SHORT EXERCISE>
Copy out everything below from the line containing "Target: bench wooden seat" down to the end of the material, and scale each point coordinate by 1.15, rounding to whole numbers with halves going up. Leave every other line unchanged and omit the pictures.

AVAILABLE DATA>
= = = = =

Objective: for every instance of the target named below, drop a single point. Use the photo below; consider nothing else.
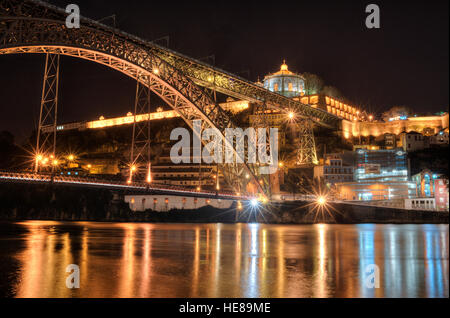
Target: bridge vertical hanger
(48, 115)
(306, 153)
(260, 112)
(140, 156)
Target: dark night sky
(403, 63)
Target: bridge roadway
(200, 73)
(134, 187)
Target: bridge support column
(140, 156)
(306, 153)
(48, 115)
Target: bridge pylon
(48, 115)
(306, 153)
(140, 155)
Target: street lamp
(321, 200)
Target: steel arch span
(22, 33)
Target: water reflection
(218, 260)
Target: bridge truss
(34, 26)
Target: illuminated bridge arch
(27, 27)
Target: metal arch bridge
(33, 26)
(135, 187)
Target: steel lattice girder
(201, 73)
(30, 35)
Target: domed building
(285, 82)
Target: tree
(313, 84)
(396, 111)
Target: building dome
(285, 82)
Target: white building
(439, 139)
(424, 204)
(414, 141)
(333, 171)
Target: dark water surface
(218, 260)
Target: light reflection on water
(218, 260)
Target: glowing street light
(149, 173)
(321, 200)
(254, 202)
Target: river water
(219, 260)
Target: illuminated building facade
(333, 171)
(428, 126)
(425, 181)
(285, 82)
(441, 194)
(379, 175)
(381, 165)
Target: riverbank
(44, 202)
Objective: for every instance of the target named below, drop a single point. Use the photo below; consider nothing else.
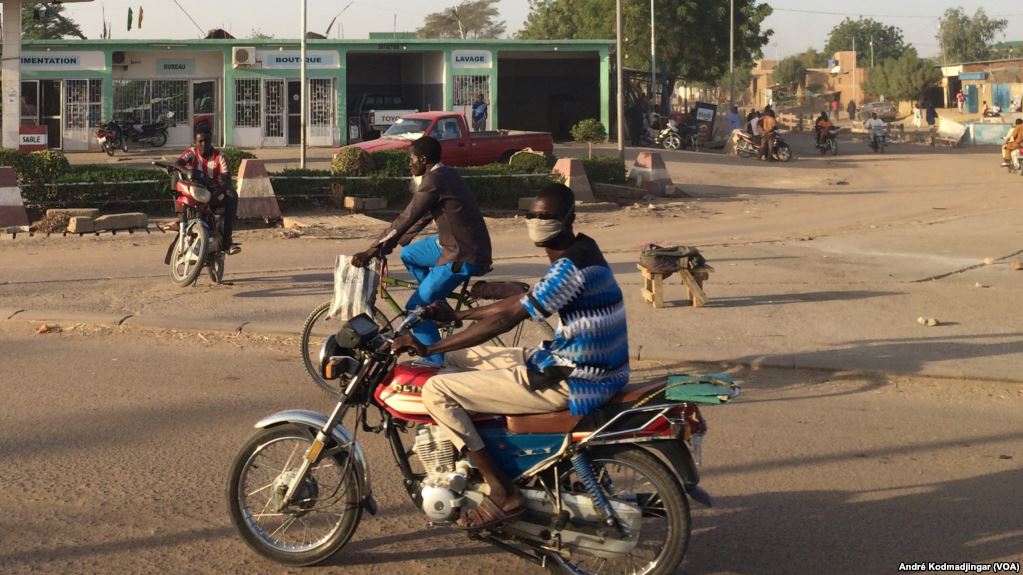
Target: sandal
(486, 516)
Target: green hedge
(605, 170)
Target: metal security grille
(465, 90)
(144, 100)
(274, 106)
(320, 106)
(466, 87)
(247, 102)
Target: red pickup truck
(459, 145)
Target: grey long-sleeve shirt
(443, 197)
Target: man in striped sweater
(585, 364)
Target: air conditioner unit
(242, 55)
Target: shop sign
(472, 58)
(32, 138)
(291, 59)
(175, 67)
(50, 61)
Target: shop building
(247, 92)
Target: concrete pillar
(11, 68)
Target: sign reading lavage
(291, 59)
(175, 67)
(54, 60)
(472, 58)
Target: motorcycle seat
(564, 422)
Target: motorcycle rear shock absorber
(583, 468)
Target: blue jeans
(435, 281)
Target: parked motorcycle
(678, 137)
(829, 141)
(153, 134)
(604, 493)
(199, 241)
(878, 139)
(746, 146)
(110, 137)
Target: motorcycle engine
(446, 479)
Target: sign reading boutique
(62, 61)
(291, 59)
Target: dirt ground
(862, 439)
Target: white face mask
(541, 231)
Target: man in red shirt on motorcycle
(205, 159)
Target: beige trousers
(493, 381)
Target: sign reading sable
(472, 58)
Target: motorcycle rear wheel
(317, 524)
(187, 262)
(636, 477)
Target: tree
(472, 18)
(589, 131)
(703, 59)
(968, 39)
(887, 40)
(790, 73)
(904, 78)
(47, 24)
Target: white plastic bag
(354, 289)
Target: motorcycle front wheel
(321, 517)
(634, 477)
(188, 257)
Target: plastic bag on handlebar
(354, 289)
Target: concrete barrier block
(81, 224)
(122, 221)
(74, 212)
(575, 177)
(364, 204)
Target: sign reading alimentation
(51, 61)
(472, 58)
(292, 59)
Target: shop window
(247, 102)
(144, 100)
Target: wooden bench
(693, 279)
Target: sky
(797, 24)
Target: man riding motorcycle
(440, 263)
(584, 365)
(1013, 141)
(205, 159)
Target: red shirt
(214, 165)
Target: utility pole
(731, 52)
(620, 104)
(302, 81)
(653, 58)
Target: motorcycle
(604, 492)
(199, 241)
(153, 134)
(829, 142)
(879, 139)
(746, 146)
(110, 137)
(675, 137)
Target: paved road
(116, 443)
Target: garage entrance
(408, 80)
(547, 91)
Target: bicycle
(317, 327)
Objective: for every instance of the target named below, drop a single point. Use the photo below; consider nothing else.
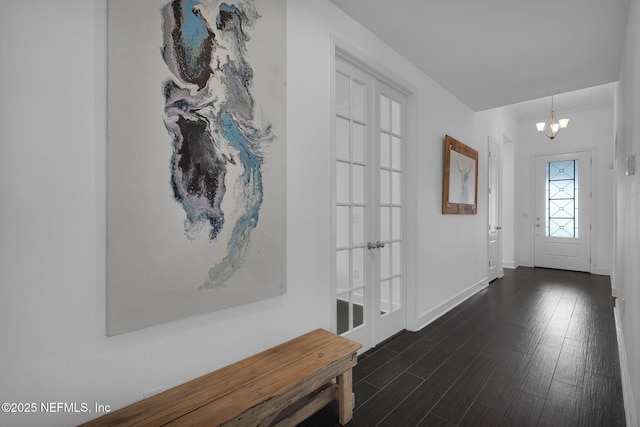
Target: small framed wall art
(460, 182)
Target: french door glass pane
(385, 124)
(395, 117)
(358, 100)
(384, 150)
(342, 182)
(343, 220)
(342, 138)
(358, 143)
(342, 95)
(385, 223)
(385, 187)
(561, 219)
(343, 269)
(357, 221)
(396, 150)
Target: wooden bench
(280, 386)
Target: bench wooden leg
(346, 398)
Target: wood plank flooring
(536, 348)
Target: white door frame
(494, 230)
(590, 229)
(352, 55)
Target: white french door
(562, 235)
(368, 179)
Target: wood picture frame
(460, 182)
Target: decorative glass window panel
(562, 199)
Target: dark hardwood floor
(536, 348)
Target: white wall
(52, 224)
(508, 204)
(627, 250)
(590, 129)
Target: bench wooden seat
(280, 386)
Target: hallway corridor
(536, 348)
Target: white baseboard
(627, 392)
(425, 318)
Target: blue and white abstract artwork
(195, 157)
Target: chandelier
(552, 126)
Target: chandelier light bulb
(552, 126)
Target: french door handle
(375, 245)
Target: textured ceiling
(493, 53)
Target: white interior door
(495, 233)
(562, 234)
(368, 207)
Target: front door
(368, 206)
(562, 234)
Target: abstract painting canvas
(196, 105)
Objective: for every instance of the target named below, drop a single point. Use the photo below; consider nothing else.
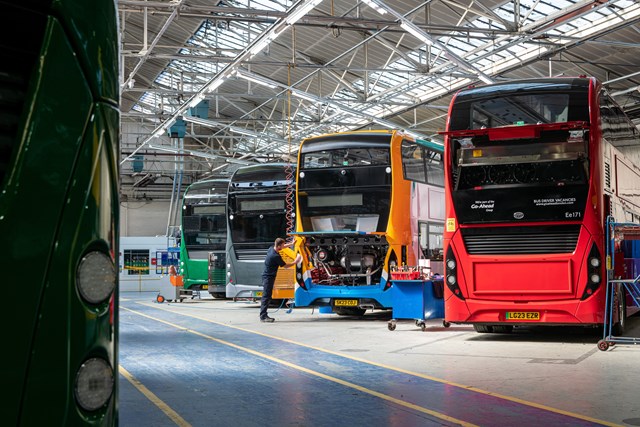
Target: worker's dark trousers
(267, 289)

= = = = =

SOLUTION BELOW>
Target: bench wooden seat
(322, 444)
Target: hallway corridor
(616, 400)
Target: white baseboard
(721, 451)
(489, 366)
Target: blue and white abstract artwork
(224, 181)
Target: chandelier
(635, 145)
Target: chandelier light bulb
(635, 145)
Target: french door handle
(431, 282)
Target: textured ceiling
(567, 61)
Target: white interior door
(569, 268)
(646, 269)
(423, 238)
Target: front door
(423, 237)
(646, 269)
Target: abstract painting canvas
(225, 121)
Objective: for every instance of the target named below, drop a single point. Use the photo below; consider nothing else.
Target: worker's dark trousers
(307, 332)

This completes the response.